Page excerpt |
━━━━━━━━━━
# Hello from southern Indiana.



## blurr95 (Mar 18, 2016)

Hi all. Just getting stated with bees this year. My family is really looking forward to this. I grew up on a small farm, mostly grain and occasional animals. My wifes family were smalltime farmers as well. I never really had an interest in farming of any type, but apparently that is changing this year. We are starting to get my wifes grandmothers farm back into shape to start raising livestock. We decided to do bees as well. I am really excited to get going with all of this. Oh, we also did maple syrup this year for the first time, that was a lot of fun.

Thanks Jason


----------



## AmericasBeekeeper (Jan 24, 2010)

Welcome Jason!


----------



## hideawayranch (Mar 5, 2013)

welcome aboard! You will learn tons on the forum. Make the most of the advise from folks in your same zone.


----------



## GaryG74 (Apr 9, 2014)

Welcome to BeeSource and good luck this year.


----------



## bbruff22 (Dec 24, 2013)

Welcome from NE Kansas Jason!


----------



## Harley Craig (Sep 18, 2012)

not sure what part of S. IN you are in, but I was just through there on my way to KY last week. It's beautiful down there this time of yr with all the henbit in bloom seas of purple in every field


----------



## indypartridge (Nov 18, 2004)

Hello and Welcome!

Where in southern Indiana are you? There are some good clubs in SE Indiana, but none that I know of in SW Indiana (Evansville-area).
http://www.indianabeekeeper.com/local_associations


----------



## KahunaBee (Mar 28, 2016)

*Re: Hello from Central Indiana.*

Welcome Jason to the forum. I am brand new a this as well. And started last summer. Just went through my first winter with six hives and lost one. Wishing you the very best.


----------



## Billy (Mar 5, 2015)

*Re: Hello from Central Indiana.*

Hello Jason From Bloomington Indiana.


----------
━━━━━━━━━━
What the exercise asks | Copy the part of the beekeeping welcome thread above word for word, starting at "http://www.indianabeekeeper.com/local_associations" and ending at "the very best.". The records that come next are separate from the beekeeping welcome thread.

[Stored entries]
━━━━━━━━━━
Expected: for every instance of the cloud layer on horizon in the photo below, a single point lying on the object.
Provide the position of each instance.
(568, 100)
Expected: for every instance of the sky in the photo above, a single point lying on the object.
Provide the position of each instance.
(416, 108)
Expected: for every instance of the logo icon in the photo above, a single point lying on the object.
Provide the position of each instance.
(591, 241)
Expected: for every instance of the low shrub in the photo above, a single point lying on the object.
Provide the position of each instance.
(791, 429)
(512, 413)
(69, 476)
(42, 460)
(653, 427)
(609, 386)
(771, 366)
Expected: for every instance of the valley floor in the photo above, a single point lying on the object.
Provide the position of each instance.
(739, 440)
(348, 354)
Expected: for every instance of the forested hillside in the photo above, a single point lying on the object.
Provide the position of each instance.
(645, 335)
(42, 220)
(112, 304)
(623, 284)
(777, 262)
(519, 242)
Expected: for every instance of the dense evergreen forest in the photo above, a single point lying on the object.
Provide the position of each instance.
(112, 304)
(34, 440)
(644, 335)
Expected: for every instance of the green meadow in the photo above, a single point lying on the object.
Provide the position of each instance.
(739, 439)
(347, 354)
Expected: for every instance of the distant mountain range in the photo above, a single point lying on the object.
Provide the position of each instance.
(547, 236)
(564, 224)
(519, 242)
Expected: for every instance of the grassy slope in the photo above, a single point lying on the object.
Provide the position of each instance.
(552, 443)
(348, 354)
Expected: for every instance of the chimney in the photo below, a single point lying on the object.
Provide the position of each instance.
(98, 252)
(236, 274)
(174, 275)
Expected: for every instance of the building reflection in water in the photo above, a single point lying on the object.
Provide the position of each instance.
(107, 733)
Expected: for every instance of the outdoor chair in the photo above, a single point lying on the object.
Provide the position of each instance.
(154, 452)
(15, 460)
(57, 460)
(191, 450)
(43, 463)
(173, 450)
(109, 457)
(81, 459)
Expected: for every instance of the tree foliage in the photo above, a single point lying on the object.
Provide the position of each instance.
━━━━━━━━━━
Exercise output |
http://www.indianabeekeeper.com/local_associations


----------



## KahunaBee (Mar 28, 2016)

*Re: Hello from Central Indiana.*

Welcome Jason to the forum. I am brand new a this as well. And started last summer. Just went through my first winter with six hives and lost one. Wishing you the very best.